**AIM**
In the text on unemployment claims, how much had Michigan paid out, and to how many workers, through May 14?

━━━━━ TEXT SHOWN ━━━━━

Critics of DeSantis and the unemployment system’s performance acknowledge the progress but say he’s painting too rosy of a picture, since thousands of claimants still remain unpaid.
“There are still people coming to my inbox — hundreds of people that don’t have any revenue coming in and they applied in March,” said Rep. Anna Eskamani, D-Orlando, “They’re doing everything right so the governor’s rhetoric just doesn’t make sense. It doesn’t accurately reflect what’s happening on the ground whatsoever.”
Despite the progress, other states half of Florida’s size are processing similar amounts of claims in less time.
In next-door Georgia, for instance, the state processed more than 2 million claims between March 21 and May 16, compared
with the 1.6 million claims processed in Florida between March 15 and May 28, three weeks more than the Georgia timeline.
Georgia’s payments have totaled more than $3 billion, and while Florida has paid out $3.7 billion, the amount paid by the states, instead of by the federal government as part of the CARES Act, is similar: $1.08 billion in Florida and $926.8 million in Georgia.
Georgia has 10.6 million people, less than half of Florida’s 22 million.
In Michigan, a state with 9.66 million people, the state has paid out $5.6 billion to 1.3 million workers through May 14.
California has nearly double Florida’s population with 39.5 million people, but has paid out $16 billion in claims through May 21, more than four times as much as Florida.

━━━━━ ENTRIES SUPPLIED ━━━━━

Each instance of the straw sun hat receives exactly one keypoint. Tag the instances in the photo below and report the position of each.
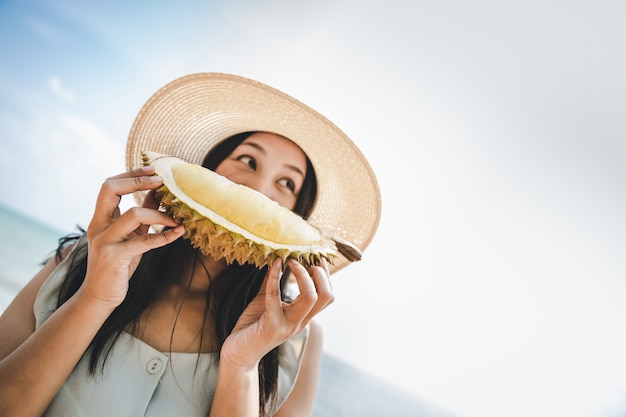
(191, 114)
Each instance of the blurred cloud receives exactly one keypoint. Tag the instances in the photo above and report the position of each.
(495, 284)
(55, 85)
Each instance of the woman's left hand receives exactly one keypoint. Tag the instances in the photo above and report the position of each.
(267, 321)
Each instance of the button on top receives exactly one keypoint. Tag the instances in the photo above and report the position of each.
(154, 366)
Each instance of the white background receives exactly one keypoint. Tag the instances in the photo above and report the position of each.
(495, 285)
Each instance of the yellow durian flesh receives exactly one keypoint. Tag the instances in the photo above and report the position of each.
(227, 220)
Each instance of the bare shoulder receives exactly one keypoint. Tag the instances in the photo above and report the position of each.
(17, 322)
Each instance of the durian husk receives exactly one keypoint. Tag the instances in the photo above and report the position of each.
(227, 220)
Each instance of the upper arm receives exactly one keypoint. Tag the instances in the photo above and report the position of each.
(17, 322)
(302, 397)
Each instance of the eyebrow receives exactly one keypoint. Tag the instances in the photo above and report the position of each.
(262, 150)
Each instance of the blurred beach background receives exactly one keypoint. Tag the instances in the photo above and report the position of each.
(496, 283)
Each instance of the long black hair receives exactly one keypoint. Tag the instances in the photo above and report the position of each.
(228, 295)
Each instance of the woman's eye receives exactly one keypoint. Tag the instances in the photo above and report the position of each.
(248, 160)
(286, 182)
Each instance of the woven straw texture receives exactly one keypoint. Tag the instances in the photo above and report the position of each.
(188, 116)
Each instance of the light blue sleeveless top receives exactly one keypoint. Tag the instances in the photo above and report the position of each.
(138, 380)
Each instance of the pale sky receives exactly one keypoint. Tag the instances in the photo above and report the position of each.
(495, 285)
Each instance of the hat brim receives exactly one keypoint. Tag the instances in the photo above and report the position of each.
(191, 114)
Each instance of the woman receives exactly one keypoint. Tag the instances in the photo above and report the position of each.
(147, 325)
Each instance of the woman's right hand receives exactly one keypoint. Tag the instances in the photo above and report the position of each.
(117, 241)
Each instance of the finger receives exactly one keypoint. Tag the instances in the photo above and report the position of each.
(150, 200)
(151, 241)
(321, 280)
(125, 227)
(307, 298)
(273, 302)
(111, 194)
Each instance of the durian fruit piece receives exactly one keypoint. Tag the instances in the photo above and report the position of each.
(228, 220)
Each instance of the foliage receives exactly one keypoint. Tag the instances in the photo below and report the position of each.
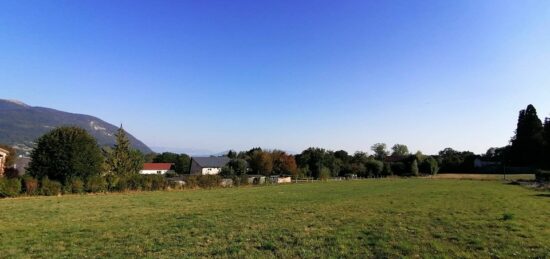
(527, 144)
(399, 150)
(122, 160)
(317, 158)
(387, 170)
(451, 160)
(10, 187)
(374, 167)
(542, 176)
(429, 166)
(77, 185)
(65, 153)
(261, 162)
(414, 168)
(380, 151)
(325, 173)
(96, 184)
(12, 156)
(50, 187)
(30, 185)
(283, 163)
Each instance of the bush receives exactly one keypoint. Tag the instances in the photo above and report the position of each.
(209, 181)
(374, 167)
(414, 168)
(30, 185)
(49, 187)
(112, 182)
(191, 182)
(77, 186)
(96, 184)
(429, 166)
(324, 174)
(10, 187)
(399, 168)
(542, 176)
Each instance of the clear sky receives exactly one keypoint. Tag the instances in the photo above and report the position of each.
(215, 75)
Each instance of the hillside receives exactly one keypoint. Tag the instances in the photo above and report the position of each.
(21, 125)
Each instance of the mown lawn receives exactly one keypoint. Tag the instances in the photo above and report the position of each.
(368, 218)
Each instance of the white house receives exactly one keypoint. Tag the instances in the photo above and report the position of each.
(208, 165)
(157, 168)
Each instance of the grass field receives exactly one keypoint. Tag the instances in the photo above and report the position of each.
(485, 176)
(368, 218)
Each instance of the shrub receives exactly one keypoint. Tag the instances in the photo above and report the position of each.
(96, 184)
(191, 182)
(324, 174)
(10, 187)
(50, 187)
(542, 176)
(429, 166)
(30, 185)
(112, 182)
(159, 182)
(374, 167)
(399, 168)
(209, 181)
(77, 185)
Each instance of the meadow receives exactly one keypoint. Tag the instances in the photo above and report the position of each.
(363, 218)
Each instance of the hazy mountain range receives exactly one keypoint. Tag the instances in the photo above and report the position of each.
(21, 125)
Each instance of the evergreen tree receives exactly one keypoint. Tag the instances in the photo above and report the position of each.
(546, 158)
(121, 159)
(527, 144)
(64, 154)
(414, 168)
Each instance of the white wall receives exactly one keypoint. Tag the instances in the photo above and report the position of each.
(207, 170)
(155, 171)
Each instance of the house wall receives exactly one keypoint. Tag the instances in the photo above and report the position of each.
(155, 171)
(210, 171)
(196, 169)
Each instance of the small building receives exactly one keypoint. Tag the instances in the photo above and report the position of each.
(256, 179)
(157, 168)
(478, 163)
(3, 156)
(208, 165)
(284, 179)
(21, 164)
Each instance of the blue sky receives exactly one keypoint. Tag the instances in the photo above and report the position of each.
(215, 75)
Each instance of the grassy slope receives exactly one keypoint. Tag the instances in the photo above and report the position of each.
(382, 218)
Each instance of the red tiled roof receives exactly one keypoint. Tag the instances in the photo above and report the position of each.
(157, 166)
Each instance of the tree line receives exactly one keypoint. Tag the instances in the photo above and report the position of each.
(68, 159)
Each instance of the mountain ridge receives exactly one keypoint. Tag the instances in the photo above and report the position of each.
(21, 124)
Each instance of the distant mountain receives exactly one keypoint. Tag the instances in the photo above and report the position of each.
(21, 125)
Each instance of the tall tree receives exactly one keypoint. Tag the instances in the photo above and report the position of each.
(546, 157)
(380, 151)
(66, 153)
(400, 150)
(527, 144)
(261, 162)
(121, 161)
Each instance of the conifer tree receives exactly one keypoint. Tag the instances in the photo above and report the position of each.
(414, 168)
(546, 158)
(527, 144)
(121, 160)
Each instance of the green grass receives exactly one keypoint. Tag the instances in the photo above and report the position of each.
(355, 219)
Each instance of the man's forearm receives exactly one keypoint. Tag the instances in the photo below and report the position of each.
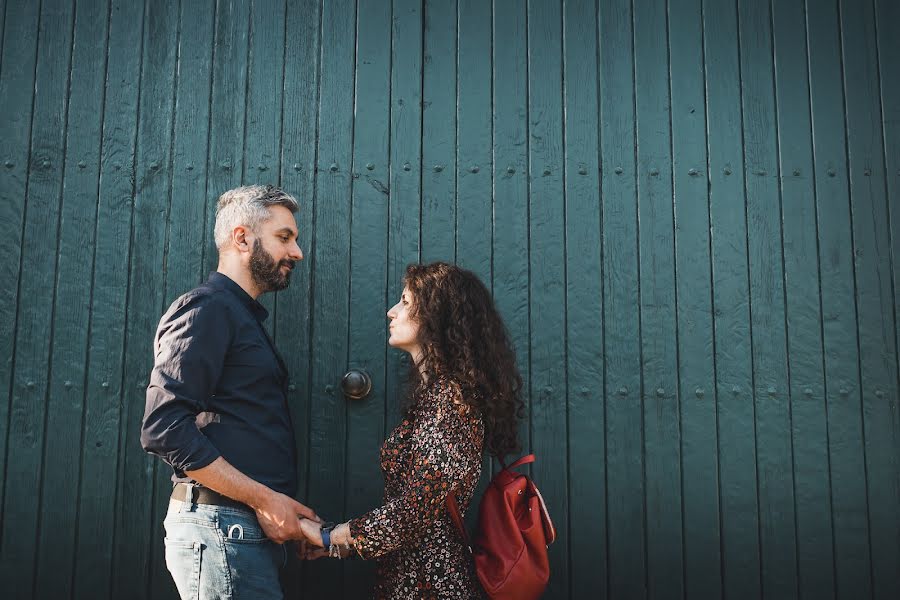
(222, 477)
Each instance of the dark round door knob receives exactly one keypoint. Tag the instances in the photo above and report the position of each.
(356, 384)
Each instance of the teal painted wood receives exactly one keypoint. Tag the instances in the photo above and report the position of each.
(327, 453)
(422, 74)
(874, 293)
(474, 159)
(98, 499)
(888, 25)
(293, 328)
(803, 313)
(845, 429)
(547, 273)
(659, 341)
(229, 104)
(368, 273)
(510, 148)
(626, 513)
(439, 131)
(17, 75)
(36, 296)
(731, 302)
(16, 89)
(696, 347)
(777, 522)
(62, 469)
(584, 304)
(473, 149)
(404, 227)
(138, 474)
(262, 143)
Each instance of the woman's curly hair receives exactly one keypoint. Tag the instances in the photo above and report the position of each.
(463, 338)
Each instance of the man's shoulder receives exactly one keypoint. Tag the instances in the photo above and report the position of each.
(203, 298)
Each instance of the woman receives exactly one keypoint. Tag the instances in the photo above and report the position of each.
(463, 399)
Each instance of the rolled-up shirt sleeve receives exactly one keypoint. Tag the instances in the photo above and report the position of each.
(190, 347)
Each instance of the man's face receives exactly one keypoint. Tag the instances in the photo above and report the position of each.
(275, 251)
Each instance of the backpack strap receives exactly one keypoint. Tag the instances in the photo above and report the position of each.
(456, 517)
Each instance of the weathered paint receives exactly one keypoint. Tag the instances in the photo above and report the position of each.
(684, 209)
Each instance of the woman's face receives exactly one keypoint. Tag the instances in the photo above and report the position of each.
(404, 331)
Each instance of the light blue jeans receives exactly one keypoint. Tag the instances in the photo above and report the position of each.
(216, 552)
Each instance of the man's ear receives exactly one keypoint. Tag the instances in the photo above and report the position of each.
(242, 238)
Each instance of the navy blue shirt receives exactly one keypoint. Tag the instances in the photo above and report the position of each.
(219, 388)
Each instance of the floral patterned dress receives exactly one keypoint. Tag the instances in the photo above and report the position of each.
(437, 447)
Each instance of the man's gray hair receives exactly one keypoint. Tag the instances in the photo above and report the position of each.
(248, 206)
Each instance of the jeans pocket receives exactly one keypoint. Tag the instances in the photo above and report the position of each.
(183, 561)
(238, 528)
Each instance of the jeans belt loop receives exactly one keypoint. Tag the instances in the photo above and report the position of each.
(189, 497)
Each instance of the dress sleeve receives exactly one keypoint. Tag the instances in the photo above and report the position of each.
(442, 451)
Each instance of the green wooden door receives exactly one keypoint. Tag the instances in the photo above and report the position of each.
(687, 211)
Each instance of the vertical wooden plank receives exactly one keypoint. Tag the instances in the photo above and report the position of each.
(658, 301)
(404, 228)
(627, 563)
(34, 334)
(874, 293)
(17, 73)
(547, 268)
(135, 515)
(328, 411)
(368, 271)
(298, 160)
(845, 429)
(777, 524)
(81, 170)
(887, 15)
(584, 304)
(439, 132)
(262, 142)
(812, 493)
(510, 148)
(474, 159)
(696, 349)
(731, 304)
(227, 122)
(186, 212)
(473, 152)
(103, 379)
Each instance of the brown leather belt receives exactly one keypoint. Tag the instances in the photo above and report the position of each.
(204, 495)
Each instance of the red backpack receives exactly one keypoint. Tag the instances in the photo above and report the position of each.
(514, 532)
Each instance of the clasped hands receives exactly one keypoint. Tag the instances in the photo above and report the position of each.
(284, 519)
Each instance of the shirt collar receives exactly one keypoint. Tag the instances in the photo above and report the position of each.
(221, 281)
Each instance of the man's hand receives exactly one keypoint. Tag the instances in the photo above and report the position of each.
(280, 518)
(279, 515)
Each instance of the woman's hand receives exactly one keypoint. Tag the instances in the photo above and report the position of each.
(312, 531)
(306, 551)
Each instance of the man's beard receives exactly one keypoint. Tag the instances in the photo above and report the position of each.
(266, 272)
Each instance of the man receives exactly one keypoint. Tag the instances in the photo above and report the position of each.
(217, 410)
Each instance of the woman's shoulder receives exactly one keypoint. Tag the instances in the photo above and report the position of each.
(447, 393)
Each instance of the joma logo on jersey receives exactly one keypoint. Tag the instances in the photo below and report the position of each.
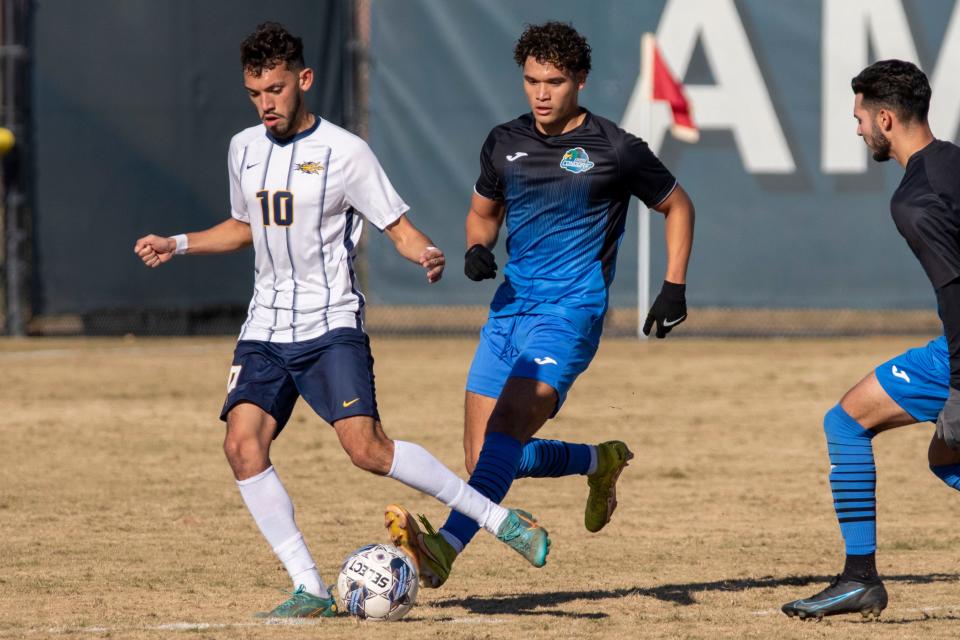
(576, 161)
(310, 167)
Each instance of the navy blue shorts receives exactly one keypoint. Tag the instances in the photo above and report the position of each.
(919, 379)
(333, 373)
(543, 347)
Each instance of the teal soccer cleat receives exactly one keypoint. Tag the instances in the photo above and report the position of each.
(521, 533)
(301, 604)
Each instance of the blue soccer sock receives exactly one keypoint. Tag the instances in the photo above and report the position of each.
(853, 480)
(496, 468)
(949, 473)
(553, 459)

━━━━━

**TASK ANSWER**
$5.6 billion to 1.3 million workers.